**Text provided:**
* Begin *

Filed by: BANCA INTESA

 

pursuant to Rule 425 under the Securities Act of 1933

 

Subject Company: SANPAOLO IMI

 

Commission File Number: 001-14870

 

 

Milano, September 2006

 

Distinguished Shareholder,

 

with the positive performance in 2005, Banca Intesa completed the achievement of the targets of the 2003-2005 Business Plan, which had set forth the Group’s restructuring and relaunching, and was fully on track to deliver on the targets envisaged in the 2005-2007 Business Plan aiming at placing Banca Intesa among the best European banks.

 

In 2005, the year when the first-time adoption of the IAS/IFRS new international accounting standards was introduced, Gruppo Intesa further improved value creation for its shareholders. Consolidated net income reached 3,025 million euro, with a 64.3% growth compared to the 1,841 million euro of the previous year (if the main non-recurring components were excluded, consolidated net income would be 2,525 million with a 37% rise compared to 2004).

* End *

**Records shown:**

* Begin *

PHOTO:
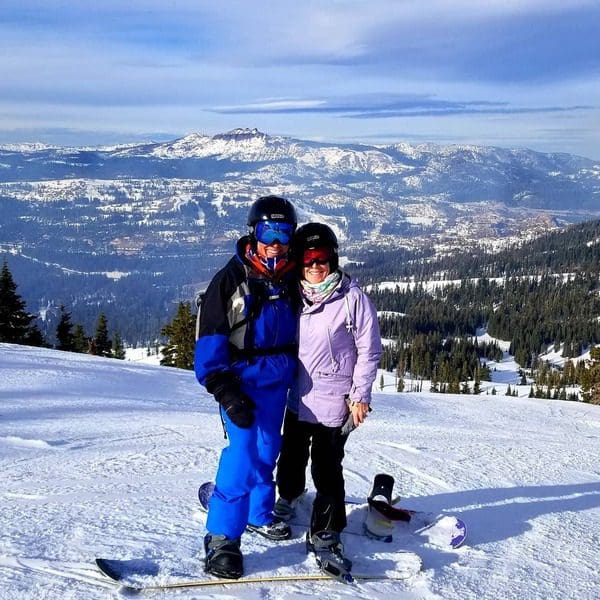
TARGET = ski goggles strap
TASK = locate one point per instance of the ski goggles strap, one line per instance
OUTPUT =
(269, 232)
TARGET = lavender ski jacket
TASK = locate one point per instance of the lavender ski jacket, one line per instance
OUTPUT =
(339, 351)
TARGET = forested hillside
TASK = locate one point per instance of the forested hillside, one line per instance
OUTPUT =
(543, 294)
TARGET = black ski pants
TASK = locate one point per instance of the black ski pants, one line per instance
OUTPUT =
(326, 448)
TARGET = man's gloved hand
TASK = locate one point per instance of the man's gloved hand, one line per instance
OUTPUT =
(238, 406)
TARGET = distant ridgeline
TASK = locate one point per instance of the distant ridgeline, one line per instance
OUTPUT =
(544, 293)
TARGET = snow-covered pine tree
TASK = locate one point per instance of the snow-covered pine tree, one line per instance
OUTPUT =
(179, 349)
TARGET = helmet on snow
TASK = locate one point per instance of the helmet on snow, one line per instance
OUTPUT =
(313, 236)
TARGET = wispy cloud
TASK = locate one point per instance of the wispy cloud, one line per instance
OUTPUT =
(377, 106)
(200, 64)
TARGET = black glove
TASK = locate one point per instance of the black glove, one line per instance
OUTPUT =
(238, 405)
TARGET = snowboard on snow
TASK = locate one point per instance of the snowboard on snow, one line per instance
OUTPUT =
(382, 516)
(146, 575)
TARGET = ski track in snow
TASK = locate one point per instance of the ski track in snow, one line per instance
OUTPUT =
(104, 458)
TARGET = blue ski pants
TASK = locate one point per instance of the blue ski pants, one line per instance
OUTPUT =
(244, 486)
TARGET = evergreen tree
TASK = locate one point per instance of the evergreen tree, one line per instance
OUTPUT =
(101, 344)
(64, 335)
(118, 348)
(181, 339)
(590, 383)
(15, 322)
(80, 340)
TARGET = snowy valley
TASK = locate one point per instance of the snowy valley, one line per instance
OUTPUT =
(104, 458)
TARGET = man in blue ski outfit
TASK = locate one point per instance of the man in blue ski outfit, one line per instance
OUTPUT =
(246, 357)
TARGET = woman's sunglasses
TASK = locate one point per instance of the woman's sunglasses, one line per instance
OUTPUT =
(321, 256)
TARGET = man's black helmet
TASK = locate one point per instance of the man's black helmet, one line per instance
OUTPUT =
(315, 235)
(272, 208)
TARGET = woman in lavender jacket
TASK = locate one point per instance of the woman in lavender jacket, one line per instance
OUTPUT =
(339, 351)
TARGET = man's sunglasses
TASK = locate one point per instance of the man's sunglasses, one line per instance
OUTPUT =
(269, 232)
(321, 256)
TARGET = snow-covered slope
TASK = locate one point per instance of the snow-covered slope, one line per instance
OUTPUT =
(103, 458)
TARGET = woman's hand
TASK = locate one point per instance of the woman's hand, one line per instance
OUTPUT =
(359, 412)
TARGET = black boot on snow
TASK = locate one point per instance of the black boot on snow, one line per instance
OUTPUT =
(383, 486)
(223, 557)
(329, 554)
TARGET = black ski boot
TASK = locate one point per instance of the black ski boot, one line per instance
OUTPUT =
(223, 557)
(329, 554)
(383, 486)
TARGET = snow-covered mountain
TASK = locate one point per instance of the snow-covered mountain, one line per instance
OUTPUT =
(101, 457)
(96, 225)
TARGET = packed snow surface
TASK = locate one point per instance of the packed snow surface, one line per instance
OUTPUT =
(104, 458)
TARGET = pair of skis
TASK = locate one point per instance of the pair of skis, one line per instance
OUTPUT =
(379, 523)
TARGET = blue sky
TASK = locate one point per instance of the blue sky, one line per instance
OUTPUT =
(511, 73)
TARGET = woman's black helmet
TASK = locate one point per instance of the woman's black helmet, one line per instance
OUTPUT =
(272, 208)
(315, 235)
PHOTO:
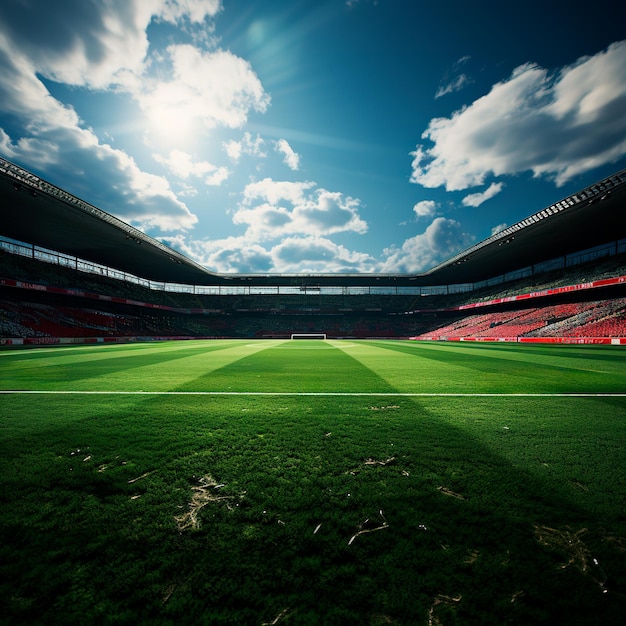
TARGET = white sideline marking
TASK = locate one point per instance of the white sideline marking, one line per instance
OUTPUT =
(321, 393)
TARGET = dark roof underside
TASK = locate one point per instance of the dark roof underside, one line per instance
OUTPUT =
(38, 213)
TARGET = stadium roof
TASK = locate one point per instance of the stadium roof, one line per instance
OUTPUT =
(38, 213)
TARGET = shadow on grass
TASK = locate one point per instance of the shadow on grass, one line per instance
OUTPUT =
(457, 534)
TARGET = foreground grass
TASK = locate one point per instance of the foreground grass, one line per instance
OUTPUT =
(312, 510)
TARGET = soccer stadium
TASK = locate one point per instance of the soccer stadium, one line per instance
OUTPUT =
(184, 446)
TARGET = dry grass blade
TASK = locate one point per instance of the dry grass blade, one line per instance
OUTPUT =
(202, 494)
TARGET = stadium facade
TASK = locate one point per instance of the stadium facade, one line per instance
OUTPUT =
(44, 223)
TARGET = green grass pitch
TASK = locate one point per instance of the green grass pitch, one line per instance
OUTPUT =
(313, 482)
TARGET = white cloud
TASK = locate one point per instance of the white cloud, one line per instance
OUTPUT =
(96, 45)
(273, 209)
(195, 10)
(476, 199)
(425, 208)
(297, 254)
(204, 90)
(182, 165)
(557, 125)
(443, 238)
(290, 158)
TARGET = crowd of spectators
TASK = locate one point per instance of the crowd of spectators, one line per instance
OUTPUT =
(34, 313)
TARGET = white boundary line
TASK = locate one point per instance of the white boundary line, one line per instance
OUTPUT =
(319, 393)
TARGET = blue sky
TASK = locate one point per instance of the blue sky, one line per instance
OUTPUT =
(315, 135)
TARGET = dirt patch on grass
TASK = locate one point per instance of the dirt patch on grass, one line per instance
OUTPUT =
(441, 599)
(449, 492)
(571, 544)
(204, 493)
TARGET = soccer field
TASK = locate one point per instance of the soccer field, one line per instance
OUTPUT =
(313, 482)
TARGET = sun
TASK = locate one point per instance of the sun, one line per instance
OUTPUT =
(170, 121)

* End *
* Begin *

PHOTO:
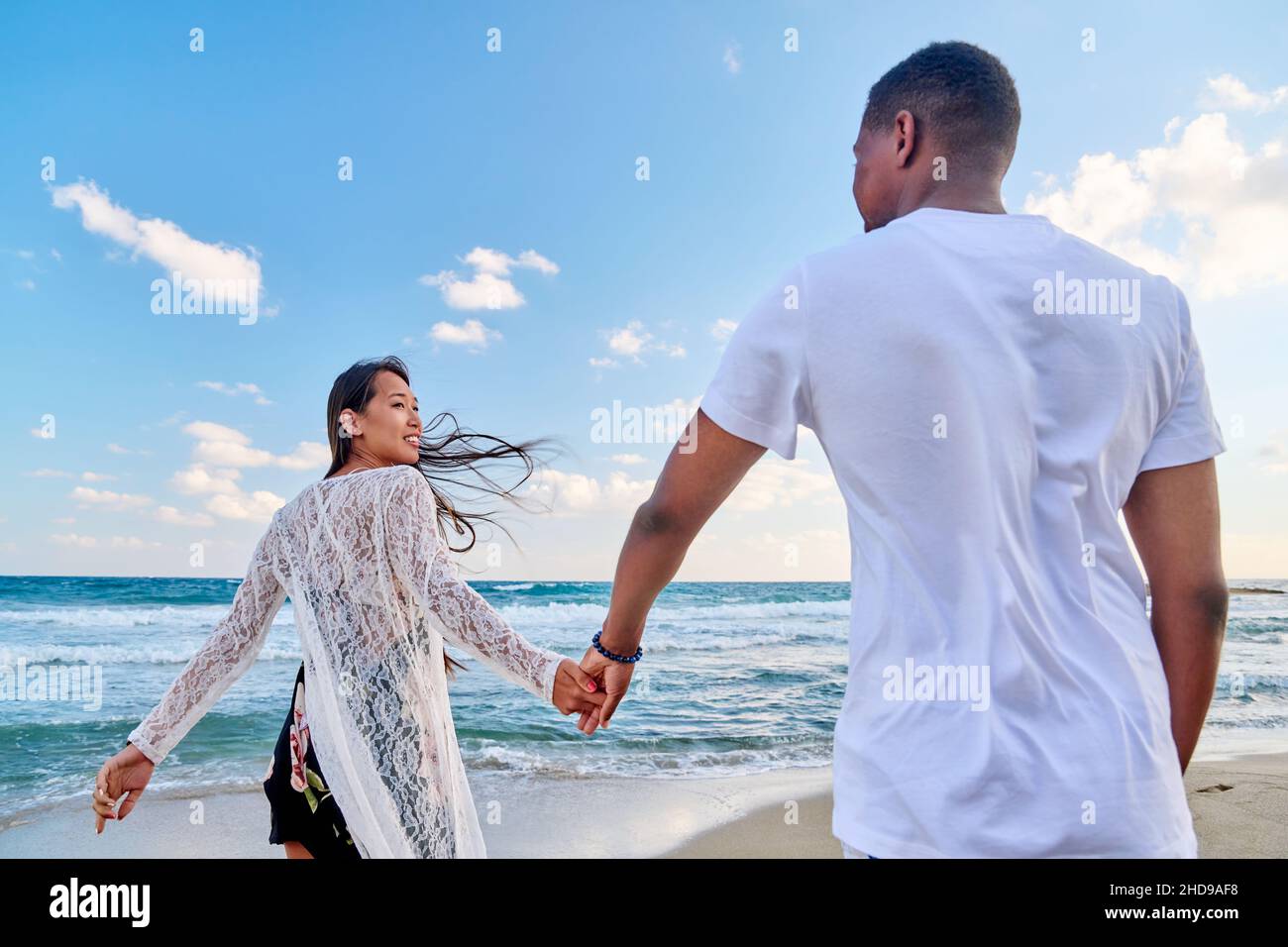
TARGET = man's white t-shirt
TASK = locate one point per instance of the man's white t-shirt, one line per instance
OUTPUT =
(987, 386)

* End *

**Task details:** Can you revise the shareholder letter, starting at "Milano, September 2006" and ending at "best European banks.", so that "Milano" becomes "Milan"? Work only from the shareholder letter, not from the data.

**Result for this task:**
Milan, September 2006

 

Distinguished Shareholder,

 

with the positive performance in 2005, Banca Intesa completed the achievement of the targets of the 2003-2005 Business Plan, which had set forth the Group’s restructuring and relaunching, and was fully on track to deliver on the targets envisaged in the 2005-2007 Business Plan aiming at placing Banca Intesa among the best European banks.